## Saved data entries
- - -
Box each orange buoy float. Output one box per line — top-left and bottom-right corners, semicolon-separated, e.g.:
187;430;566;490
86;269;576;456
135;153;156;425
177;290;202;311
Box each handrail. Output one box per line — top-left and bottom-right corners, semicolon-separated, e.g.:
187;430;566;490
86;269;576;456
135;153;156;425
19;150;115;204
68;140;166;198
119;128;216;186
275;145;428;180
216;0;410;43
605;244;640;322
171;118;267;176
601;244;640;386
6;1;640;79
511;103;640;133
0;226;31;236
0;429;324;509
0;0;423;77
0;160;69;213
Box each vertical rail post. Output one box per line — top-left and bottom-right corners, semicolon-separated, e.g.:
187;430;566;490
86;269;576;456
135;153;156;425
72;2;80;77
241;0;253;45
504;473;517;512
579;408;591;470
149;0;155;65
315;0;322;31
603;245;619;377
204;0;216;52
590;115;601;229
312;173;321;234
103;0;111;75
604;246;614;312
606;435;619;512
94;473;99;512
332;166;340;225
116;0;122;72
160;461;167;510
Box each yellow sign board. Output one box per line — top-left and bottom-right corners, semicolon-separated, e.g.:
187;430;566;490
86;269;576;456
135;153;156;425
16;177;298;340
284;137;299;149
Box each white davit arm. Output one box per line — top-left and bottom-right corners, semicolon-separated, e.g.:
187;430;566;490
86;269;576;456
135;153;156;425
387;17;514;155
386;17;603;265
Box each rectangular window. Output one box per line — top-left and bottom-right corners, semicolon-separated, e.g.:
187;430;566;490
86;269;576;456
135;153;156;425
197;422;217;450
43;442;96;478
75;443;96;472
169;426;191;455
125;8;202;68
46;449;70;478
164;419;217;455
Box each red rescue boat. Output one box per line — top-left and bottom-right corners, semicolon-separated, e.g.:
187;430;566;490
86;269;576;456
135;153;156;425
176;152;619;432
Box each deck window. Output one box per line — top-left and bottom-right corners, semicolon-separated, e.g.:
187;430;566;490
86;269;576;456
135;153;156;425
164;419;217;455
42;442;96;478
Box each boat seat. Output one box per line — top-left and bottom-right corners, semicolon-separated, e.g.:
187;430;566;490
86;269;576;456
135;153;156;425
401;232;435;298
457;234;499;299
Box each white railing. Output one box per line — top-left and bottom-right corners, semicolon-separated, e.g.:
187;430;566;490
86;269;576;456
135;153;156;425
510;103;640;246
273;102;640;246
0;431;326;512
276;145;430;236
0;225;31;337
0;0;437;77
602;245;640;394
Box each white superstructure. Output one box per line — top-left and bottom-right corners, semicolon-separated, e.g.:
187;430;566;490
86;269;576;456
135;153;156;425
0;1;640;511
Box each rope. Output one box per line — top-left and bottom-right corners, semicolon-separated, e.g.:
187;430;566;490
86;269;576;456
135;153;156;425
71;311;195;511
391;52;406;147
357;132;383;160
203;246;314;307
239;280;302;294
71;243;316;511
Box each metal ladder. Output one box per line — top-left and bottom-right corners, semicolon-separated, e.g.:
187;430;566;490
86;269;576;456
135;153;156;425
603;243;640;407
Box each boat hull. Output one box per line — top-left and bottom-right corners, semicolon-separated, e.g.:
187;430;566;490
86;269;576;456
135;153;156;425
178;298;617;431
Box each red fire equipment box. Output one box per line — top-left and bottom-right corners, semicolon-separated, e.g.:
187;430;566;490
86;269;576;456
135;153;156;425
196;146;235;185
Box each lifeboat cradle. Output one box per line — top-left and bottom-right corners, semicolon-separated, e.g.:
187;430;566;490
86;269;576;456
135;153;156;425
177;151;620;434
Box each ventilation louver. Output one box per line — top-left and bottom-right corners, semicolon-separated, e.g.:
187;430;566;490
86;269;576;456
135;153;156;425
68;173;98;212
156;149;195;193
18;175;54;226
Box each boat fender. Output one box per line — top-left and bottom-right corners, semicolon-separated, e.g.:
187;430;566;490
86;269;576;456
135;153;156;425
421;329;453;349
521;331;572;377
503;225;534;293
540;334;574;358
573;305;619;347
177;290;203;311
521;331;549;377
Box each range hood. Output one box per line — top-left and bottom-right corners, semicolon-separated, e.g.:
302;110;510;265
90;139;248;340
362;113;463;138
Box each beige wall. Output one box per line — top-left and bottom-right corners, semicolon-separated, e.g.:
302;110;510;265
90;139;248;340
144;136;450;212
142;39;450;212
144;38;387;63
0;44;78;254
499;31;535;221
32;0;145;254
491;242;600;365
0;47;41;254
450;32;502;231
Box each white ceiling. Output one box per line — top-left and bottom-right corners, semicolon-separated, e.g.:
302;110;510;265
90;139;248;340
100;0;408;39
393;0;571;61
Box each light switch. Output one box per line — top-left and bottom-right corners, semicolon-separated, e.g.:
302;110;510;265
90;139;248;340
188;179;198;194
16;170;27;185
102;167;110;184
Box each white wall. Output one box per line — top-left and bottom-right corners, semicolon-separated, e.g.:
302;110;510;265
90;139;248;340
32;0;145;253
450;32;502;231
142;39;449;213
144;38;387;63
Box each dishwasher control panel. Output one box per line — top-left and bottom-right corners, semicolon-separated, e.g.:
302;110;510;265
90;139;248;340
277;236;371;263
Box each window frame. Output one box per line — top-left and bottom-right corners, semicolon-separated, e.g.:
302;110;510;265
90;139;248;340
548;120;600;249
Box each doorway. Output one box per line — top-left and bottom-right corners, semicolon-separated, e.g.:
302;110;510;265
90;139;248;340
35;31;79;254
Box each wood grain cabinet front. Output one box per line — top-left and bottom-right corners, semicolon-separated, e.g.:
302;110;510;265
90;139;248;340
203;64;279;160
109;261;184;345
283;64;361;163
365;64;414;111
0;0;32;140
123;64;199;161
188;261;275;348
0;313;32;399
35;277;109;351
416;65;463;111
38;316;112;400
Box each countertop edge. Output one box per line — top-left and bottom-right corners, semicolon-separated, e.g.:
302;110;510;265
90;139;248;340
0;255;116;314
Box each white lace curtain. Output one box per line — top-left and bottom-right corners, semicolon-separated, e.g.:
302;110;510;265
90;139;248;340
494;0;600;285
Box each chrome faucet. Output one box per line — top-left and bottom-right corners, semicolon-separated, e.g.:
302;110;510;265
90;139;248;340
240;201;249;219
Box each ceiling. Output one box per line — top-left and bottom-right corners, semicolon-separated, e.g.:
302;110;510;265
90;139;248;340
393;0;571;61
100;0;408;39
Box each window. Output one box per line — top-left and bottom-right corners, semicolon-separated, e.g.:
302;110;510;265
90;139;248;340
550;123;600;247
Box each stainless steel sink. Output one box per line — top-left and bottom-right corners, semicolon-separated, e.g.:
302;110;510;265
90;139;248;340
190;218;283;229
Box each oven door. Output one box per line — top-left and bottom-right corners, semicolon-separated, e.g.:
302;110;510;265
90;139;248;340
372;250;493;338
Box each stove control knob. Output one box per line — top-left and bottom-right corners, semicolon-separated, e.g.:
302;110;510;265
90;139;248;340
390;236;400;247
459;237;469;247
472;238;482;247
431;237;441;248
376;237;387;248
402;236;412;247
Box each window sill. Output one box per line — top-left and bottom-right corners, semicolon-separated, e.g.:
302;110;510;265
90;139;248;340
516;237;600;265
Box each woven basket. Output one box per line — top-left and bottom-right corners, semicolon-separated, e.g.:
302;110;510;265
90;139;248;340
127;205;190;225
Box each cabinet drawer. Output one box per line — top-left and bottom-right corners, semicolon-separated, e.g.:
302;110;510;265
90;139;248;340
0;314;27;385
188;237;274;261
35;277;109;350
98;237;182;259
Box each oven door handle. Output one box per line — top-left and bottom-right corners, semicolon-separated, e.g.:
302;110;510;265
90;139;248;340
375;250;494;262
- - -
Look at the records above. Copy every line where the string "wall" occurs.

Box each beige wall. Output one box per line — top-left and bottom-right corners, semicolon-separated, e.g.:
Box each white wall. Output one box per line — top-left and bottom-right corners, semicolon-separated, e.g.:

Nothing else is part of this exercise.